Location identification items

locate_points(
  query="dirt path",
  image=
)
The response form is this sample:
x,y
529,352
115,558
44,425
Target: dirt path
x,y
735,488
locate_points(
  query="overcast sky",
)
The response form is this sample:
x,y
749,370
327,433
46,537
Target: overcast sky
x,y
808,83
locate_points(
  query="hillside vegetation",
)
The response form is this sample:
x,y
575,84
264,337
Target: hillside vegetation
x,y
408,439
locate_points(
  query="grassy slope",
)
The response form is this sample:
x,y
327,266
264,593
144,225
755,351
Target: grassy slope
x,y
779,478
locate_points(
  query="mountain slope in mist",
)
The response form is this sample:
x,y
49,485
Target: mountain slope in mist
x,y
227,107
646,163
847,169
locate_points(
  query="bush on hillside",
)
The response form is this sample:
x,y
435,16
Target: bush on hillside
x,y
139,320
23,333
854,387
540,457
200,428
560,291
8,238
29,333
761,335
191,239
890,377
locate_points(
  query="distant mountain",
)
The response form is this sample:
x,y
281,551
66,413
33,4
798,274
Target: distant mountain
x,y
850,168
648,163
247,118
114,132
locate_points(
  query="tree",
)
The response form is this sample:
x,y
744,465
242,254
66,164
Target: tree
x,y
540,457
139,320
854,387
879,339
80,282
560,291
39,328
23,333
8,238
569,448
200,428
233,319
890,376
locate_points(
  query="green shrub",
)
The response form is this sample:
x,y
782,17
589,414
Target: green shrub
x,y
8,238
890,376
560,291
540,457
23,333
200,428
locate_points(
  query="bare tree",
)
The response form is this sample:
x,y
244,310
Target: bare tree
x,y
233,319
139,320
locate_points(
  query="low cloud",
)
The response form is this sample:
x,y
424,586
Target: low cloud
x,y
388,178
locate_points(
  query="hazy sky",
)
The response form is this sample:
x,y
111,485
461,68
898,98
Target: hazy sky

◆ **What the exercise asks**
Please copy out each record, character for character.

◆ **Response to the task**
locate_points(
  query="dirt path",
  image=
)
The response form is this sample:
x,y
529,352
115,558
44,425
Target: dirt path
x,y
735,488
locate_points(
  query="overcast sky",
)
The response form is this sample:
x,y
749,370
327,433
46,537
Target: overcast sky
x,y
808,83
locate_points(
  query="hillside vegetation",
)
The response form is this sample:
x,y
575,84
264,337
Target: hillside vegetation
x,y
408,439
locate_points(
  query="grassy slope",
)
The response form is this sample:
x,y
327,266
264,593
144,225
755,351
Target: grassy slope
x,y
779,478
locate_points(
  query="mountain slope in mist",
)
The response form is this sample:
x,y
49,485
Target: mountain slope in mist
x,y
227,107
646,163
847,169
locate_points(
  query="bush on hillside",
)
The response form is this sample:
x,y
435,16
Target: bush on hillside
x,y
139,320
23,333
854,387
540,457
200,428
560,291
8,238
29,333
761,335
191,239
890,377
locate_points(
  query="distant mountain",
)
The response form is this sample:
x,y
281,551
66,413
33,4
798,274
Target: distant mountain
x,y
850,168
648,163
247,118
114,132
locate_points(
  query="tree",
)
The response form is this sample:
x,y
744,465
242,254
66,164
Target: tree
x,y
540,457
139,320
854,387
879,339
80,282
560,291
39,328
23,333
8,238
569,448
200,428
233,319
890,376
locate_points(
  query="green shrub",
)
The response form is this sample:
x,y
782,17
589,414
Target: green shrub
x,y
8,238
890,376
560,291
540,457
23,333
200,428
locate_points(
  query="bare tree",
)
The response form is this sample:
x,y
244,310
Target: bare tree
x,y
233,319
139,320
locate_points(
  query="low cloud",
)
The response form is this sample:
x,y
424,586
Target: low cloud
x,y
388,178
locate_points(
  query="hazy sky",
)
The response form is this sample:
x,y
111,485
461,68
898,98
Target: hazy sky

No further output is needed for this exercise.